Items listed in a dataset
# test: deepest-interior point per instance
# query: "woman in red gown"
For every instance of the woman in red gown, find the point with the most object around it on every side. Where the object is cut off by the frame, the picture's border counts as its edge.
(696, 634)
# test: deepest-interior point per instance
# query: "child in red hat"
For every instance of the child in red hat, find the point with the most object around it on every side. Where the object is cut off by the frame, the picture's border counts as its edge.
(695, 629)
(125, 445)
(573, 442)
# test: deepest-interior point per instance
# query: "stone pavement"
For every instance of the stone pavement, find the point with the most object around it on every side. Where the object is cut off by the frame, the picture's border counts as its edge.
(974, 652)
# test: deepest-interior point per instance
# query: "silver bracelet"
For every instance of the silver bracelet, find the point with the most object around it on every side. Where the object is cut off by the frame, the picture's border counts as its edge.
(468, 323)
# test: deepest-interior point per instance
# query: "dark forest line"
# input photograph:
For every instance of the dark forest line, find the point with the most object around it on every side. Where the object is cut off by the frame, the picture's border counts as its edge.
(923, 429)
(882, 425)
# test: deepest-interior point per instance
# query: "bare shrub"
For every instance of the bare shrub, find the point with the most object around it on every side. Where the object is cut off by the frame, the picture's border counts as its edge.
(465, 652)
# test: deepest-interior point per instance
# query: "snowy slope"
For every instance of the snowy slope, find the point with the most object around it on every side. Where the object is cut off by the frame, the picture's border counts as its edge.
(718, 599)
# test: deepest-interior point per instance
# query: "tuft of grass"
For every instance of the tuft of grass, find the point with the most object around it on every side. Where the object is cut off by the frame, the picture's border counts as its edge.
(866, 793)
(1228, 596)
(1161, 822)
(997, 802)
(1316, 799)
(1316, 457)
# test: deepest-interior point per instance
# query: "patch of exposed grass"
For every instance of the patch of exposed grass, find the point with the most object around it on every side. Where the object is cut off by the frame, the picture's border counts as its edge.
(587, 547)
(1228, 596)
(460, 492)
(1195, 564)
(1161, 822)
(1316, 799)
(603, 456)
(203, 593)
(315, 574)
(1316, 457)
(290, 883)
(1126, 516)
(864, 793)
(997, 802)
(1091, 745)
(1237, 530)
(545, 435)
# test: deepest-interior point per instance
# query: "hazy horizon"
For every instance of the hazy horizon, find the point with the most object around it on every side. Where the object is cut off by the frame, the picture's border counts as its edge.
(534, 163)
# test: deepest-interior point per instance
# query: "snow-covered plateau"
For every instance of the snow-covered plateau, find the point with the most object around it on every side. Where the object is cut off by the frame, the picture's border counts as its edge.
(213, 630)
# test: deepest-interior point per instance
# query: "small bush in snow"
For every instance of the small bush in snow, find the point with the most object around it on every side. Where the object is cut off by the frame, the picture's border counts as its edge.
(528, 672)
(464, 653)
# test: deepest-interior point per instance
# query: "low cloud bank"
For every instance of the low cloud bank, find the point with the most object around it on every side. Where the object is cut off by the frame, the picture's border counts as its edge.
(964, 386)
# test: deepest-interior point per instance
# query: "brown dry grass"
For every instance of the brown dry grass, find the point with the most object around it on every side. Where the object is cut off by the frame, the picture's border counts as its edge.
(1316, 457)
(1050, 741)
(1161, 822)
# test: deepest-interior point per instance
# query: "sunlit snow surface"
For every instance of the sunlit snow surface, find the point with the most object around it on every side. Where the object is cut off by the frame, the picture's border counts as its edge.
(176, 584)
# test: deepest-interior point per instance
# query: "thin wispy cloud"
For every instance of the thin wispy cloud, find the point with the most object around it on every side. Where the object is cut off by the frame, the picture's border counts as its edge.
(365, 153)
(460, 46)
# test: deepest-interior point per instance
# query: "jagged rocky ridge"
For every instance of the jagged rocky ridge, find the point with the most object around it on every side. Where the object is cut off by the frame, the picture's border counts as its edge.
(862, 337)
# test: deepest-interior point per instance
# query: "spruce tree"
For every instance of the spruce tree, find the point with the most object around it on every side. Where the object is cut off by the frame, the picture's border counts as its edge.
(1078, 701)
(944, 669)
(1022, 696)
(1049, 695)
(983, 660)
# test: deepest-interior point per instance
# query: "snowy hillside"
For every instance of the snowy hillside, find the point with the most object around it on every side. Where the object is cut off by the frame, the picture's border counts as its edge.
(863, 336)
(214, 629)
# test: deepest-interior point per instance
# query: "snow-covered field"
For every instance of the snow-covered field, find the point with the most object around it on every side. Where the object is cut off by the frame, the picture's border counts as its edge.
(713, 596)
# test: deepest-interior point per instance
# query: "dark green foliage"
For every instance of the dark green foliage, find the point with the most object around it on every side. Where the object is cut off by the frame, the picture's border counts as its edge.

Brief: Work through the data above and give the number of lines in which "green" appears; add nothing else.

Response area: 2